→ Job
Pull out each line of the records below that contains the string "verge". Case counts, so uppercase and lowercase letters must match.

→ Supplied material

____________

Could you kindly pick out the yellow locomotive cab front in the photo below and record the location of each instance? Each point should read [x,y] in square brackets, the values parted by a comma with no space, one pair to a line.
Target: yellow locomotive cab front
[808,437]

____________

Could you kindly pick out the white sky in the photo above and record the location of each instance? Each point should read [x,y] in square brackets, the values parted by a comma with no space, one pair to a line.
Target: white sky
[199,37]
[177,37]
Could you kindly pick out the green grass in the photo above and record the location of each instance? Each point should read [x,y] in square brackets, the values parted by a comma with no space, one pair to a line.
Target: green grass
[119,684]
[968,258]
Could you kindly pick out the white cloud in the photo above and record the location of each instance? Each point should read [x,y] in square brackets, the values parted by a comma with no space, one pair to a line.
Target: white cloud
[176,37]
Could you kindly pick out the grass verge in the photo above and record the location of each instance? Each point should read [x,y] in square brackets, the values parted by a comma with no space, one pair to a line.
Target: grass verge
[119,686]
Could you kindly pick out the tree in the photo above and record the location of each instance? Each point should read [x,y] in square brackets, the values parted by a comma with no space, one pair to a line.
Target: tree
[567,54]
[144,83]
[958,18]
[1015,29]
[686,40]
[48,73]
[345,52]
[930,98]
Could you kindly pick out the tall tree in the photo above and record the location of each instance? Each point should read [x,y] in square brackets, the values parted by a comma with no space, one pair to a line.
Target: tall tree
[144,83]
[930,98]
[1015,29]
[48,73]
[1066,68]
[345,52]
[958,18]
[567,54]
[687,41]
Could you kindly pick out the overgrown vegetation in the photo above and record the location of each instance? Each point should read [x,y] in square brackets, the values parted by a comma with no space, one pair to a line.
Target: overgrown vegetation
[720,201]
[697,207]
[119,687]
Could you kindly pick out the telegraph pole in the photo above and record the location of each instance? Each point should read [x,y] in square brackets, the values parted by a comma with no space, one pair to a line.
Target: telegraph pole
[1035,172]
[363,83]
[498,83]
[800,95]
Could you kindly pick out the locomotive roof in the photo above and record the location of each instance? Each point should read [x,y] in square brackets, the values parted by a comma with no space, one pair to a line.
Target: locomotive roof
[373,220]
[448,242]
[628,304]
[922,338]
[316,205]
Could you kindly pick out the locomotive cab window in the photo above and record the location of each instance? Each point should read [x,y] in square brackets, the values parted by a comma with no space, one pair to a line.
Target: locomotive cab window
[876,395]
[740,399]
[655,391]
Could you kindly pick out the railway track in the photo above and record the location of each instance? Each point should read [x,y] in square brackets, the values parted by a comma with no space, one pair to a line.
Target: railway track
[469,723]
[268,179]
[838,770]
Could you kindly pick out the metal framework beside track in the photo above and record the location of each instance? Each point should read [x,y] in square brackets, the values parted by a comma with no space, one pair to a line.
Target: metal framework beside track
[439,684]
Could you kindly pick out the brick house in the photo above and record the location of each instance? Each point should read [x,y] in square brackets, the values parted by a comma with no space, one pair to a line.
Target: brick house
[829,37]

____________

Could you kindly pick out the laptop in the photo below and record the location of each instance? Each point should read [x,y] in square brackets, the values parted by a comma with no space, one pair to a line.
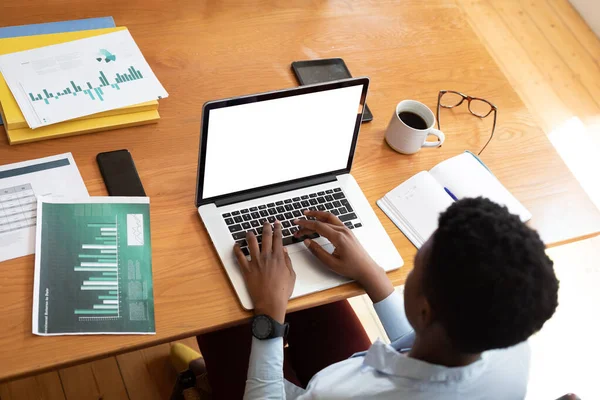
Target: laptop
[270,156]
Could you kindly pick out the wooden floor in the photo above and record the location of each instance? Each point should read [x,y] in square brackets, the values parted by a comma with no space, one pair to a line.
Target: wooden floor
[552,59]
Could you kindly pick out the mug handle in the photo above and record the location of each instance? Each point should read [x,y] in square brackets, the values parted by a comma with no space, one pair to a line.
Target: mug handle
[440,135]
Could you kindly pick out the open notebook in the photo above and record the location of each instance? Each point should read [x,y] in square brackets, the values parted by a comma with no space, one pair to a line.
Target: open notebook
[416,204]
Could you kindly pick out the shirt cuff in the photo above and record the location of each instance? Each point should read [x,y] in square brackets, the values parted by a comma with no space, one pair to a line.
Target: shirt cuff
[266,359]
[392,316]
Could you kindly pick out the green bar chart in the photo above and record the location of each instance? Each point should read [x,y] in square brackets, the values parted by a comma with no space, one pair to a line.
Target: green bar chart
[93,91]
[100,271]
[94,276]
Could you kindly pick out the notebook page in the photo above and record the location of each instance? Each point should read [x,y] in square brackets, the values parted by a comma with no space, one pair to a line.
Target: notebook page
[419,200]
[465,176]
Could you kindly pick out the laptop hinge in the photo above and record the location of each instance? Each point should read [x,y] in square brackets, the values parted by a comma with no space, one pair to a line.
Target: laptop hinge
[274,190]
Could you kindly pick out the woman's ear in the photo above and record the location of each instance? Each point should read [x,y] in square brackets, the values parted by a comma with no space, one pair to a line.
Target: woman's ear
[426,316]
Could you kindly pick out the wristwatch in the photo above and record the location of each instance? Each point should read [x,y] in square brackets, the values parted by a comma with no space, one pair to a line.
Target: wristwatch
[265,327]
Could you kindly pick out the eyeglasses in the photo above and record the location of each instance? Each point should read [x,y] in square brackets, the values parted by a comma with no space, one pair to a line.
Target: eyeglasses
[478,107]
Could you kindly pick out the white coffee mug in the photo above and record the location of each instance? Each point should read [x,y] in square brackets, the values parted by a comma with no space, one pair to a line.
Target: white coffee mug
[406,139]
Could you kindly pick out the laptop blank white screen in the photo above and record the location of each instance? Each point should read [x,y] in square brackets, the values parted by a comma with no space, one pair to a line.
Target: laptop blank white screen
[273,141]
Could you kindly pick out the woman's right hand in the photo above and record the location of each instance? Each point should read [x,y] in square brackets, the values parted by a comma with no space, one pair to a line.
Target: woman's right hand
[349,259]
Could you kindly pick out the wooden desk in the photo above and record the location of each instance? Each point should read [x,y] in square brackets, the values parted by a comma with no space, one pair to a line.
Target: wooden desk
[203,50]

____________

→ Task answer
Could you kindly pick out the grass verge in the photo above and record the location of each instance? Each point should read [x,y] in square brackets, the values parted by a comma with no space, one pair to a line.
Target: grass verge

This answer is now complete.